Что сделать:
a – Ответьте по исходному тексту на три вопроса:
(i) Сколько лет и в каких классах в школе изучали турецкий язык?
(ii) Какую книгу торговец предложил прочитать на экзамене?
(iii) Что было написано на бумаге во время экзамена?
b – Перенесите в нумерованный список фрагмент записей от строки, содержащей «Wildlife camera-trap request: tag the tree», до последней строки записей, обе включительно. Пустые строки не включайте.

Исходный текст:
┄┄┄┄┄┄┄┄┄┄

В школе мы два года, в четвертом и пятом классах, проходили турецкий язык, в те времена еще использовавший арабский алфавит. Чтобы убедить их в правдивости моих слов, я сказал, что знаю арабские буквы и могу читать и писать не только по-армянски, но и по-турецки. Когда же я сказал, что знаю четыре арифметических действия, имею понятие о площади и массе, и показал на примере, что восемью восемь равняется шестидесяти четырем, они были совершенно поражены моим необыкновенным умом, сообразительностью и познаниями.

Кубба была бесконечно счастлива и горда, ведь это она настояла на том, чтобы я остался в семье. Что же до Давуда, то он не мог дождаться утра, чтобы проверить степень моей грамотности у моего знакомого торговца из Мосула.

Утром, в присутствии группы сельских старейшин, я был экзаменован торговцем. Не знаю, каков был уровень его грамотности, но, не имея при себе никаких других книг, он предложил мне прочитать имевшийся под рукой Коран в роскошном переплете. Этого я прочесть не смог, но объяснил, что в школе мы только начали учиться арабской письменности и что я бы смог прочитать специальные книги для детей — с раздельно написанными буквами. Но я написал на бумаге арабский алфавит с названиями арабских букв по-арабски, а также поразил всех, сделав арифметические расчеты.

┄┄┄┄┄┄┄┄┄┄

Записи:

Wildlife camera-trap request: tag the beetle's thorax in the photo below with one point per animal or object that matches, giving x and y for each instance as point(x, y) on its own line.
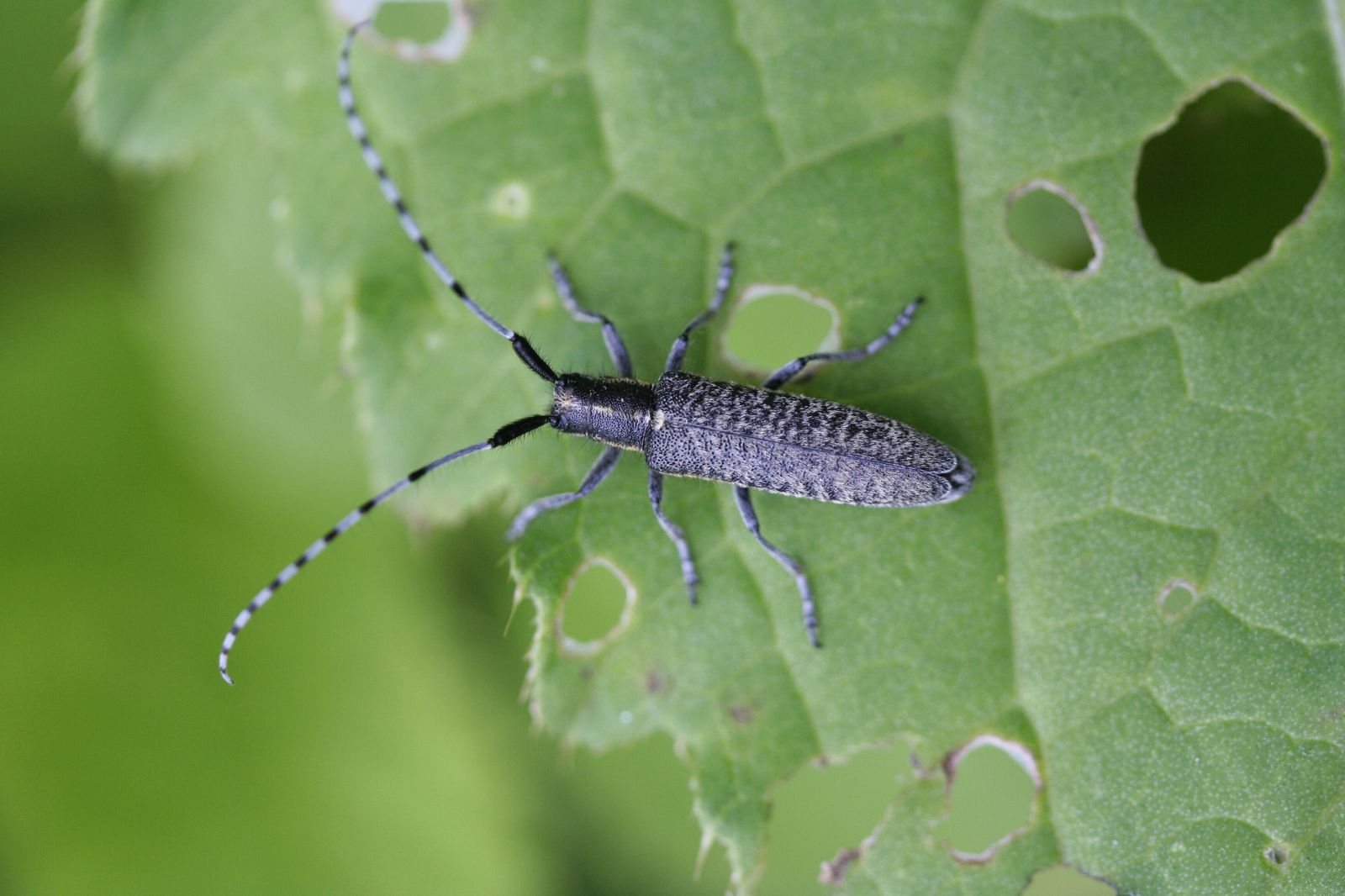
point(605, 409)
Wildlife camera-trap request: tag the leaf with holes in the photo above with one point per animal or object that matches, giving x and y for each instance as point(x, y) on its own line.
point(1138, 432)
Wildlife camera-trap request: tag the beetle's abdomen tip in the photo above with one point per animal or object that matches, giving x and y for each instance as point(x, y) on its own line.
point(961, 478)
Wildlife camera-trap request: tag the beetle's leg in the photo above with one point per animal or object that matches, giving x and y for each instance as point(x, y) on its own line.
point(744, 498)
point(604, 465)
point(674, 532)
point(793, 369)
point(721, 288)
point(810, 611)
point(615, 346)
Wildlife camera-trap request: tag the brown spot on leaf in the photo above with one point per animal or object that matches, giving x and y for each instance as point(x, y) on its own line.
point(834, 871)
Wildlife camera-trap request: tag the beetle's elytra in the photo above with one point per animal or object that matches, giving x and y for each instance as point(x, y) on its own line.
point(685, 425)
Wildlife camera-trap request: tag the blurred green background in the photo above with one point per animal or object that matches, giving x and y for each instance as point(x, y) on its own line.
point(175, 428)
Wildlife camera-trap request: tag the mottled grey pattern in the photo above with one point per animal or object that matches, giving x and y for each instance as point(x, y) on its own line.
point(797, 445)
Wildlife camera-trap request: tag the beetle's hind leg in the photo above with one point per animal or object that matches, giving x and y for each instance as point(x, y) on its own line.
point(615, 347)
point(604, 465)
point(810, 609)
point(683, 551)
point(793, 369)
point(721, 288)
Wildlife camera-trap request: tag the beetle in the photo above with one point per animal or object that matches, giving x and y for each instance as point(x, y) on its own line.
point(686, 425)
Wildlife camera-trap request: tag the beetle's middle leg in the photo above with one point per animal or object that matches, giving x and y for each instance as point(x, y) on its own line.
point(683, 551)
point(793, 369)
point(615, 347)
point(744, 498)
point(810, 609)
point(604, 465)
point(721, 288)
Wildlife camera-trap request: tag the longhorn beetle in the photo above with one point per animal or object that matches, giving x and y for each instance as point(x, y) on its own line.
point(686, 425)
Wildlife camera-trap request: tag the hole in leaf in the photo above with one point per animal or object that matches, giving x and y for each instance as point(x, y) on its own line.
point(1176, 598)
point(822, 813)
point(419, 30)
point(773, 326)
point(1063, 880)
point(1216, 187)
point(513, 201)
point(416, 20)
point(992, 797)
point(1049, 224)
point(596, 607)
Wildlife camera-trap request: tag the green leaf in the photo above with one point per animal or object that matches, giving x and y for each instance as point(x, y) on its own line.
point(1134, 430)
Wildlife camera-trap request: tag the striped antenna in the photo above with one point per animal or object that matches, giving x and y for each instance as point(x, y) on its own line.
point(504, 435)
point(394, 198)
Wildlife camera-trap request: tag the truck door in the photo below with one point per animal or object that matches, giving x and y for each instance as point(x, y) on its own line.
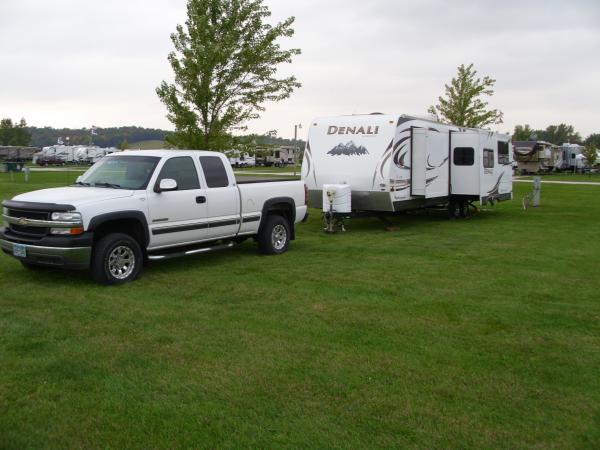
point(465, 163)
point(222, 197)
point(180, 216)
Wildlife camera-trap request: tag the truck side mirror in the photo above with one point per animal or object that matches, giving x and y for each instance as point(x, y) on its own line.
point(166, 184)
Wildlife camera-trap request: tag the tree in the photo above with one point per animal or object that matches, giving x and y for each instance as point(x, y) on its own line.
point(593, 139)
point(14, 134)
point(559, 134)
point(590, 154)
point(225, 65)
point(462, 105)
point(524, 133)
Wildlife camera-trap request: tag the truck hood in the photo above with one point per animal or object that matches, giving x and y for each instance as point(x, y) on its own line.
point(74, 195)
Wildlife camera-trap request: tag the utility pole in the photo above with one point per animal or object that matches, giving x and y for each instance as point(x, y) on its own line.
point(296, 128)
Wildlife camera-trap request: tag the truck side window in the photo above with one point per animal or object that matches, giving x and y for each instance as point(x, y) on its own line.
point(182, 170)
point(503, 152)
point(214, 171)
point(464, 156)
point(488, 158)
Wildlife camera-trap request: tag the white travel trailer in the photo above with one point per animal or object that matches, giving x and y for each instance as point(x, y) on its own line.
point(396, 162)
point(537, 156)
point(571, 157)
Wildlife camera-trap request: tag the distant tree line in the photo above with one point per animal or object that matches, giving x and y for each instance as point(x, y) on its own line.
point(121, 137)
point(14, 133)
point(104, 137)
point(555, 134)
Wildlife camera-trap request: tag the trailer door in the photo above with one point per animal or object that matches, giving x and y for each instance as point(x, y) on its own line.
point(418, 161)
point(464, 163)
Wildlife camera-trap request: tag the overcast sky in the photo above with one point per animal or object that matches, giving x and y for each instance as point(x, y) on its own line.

┄┄┄┄┄┄┄┄┄┄

Решения ниже:
a –
(i) Два года, в четвертом и пятом классах.
(ii) Коран в роскошном переплете.
(iii) Арабский алфавит с названиями арабских букв по-арабски.

b –
1. Wildlife camera-trap request: tag the tree in the photo above with one point per animal or object that matches, giving x and y for each instance as point(x, y) on its own line.
2. point(593, 139)
3. point(14, 134)
4. point(559, 134)
5. point(590, 154)
6. point(225, 65)
7. point(462, 105)
8. point(524, 133)
9. Wildlife camera-trap request: tag the truck hood in the photo above with one point per animal or object that matches, giving x and y for each instance as point(x, y) on its own line.
10. point(74, 195)
11. Wildlife camera-trap request: tag the utility pole in the photo above with one point per animal or object that matches, giving x and y for each instance as point(x, y) on its own line.
12. point(296, 128)
13. Wildlife camera-trap request: tag the truck side window in the photo above with one point per animal or object that matches, giving x and y for each instance as point(x, y) on its own line.
14. point(182, 170)
15. point(503, 152)
16. point(214, 171)
17. point(464, 156)
18. point(488, 158)
19. Wildlife camera-trap request: tag the white travel trailer in the photo above with one point per animal or object that matches, giving x and y for each instance as point(x, y) on its own line.
20. point(396, 162)
21. point(537, 156)
22. point(571, 157)
23. Wildlife camera-trap request: tag the distant tree line in the photo above with one point per animal or object that matches, giving x and y for each instance as point(x, y) on its own line.
24. point(121, 137)
25. point(14, 133)
26. point(104, 137)
27. point(555, 134)
28. Wildlife camera-trap request: tag the trailer door in the photo above with one point per animal or object that matches, giving x and y for each instance as point(x, y) on its own line.
29. point(418, 161)
30. point(464, 163)
31. Wildlife camera-trap request: tag the overcast sky in the photo above with one point per animal or object that matches, giving x and y for each instance as point(x, y) on its own line.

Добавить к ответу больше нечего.